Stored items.
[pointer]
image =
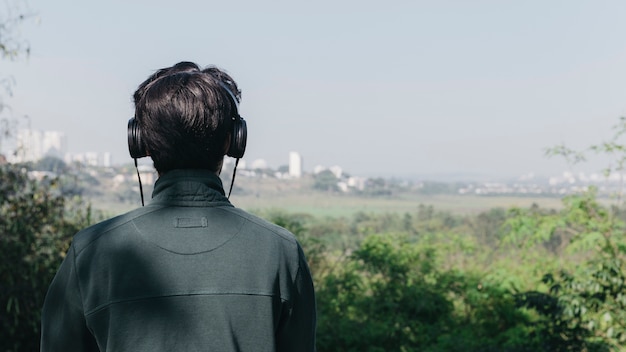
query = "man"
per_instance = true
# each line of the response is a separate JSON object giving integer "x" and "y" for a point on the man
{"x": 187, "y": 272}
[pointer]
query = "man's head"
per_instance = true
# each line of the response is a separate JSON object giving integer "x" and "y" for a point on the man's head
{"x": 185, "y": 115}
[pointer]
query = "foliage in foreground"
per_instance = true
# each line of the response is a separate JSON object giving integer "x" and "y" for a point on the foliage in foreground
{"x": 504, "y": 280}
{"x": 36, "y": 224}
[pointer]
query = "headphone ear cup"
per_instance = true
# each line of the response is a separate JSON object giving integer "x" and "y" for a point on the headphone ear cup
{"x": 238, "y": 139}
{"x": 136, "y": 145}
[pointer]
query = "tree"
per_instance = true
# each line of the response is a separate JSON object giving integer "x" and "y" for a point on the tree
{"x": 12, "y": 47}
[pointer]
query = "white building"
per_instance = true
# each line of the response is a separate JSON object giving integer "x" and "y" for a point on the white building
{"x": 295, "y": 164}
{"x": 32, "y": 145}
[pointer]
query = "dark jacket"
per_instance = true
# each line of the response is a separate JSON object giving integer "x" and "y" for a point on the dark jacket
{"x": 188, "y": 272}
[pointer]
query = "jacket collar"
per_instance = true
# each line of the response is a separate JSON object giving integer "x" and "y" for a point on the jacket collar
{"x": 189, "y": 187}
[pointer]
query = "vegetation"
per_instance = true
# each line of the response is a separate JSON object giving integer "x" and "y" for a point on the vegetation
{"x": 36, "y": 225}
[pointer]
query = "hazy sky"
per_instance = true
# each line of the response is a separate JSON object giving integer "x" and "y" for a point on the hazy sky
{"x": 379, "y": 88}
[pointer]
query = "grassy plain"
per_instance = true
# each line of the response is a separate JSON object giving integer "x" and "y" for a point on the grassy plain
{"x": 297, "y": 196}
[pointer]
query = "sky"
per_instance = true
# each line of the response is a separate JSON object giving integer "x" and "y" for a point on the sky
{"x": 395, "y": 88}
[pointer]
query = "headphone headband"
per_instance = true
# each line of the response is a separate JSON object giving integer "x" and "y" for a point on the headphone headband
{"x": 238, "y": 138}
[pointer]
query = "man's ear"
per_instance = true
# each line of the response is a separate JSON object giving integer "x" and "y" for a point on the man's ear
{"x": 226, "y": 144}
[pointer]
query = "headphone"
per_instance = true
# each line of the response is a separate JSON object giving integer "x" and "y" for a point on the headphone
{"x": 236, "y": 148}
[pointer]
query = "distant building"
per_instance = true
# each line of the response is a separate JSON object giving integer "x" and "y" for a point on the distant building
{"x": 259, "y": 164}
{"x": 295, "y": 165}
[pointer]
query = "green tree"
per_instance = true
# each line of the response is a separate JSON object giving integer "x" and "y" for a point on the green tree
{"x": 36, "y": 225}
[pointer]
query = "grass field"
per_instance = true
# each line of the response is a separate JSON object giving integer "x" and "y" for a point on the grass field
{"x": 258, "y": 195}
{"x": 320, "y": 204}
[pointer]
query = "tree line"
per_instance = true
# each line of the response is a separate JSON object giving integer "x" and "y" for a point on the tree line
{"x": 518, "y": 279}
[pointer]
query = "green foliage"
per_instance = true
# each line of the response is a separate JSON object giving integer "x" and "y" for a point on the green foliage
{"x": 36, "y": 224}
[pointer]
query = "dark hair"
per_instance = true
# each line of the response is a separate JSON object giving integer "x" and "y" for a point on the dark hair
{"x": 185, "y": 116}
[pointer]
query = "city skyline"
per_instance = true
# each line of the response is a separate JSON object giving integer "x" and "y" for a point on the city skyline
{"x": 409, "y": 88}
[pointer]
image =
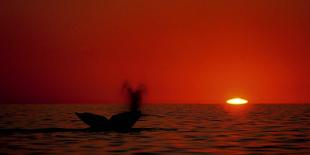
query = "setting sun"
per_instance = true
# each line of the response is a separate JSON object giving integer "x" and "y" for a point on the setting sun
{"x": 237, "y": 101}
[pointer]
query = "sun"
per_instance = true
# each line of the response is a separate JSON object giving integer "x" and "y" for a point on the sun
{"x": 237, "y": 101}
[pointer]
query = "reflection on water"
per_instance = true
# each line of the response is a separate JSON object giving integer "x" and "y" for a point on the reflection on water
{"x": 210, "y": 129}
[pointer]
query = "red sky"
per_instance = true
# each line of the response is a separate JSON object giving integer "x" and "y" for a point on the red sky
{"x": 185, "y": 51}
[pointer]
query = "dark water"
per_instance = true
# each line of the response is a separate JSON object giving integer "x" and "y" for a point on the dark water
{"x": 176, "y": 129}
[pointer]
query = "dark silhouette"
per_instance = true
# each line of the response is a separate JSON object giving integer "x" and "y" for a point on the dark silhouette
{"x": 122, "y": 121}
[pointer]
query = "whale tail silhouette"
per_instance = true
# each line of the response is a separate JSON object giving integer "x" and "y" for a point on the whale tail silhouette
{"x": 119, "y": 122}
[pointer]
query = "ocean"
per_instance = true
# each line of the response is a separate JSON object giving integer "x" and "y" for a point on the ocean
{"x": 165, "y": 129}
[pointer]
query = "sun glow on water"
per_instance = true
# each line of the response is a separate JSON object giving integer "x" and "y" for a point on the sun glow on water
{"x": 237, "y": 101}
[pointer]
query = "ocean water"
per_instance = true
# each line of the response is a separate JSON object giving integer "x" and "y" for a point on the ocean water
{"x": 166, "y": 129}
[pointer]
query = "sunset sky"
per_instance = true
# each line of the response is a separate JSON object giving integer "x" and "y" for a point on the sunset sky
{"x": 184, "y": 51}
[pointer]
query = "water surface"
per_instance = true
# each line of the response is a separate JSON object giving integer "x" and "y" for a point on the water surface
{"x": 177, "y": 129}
---
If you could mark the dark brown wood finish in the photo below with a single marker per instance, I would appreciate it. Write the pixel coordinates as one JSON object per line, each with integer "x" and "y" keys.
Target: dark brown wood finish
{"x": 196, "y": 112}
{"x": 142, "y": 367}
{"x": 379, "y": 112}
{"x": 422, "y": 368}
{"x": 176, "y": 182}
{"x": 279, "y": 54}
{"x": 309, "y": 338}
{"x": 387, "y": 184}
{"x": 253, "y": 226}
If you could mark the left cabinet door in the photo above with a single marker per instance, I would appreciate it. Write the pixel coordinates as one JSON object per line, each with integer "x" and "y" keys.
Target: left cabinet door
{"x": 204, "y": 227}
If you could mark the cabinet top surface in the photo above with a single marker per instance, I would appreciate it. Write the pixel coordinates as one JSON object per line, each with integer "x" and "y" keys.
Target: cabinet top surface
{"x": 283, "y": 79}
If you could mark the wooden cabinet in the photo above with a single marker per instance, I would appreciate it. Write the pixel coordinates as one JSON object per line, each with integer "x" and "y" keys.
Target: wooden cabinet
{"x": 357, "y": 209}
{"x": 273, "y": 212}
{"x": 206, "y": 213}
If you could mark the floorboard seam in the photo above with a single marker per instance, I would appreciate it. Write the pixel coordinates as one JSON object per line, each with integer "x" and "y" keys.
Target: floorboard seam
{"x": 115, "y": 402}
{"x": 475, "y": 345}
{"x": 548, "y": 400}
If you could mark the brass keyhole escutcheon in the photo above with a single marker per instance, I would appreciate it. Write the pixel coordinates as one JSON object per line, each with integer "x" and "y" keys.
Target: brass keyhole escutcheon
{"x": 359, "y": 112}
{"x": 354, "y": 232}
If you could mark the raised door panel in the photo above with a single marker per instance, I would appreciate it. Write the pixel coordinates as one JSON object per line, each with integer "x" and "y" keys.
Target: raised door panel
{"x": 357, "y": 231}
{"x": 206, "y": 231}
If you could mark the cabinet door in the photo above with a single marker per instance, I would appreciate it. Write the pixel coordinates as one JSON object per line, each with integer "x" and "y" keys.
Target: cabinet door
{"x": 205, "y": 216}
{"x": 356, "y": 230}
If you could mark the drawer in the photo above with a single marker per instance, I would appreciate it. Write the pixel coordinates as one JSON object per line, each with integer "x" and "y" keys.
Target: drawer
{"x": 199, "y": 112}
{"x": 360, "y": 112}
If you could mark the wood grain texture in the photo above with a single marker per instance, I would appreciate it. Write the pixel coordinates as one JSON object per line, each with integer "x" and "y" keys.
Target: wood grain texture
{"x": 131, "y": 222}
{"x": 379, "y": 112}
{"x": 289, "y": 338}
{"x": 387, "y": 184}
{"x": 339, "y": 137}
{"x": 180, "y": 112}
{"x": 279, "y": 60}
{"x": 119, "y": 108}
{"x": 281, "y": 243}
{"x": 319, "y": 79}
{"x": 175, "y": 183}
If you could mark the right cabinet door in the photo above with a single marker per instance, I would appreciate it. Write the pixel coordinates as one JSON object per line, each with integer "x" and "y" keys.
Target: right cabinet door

Assignment. Within the data above, how many lines include the string "right"? Only the number is required.

Expected answer. 2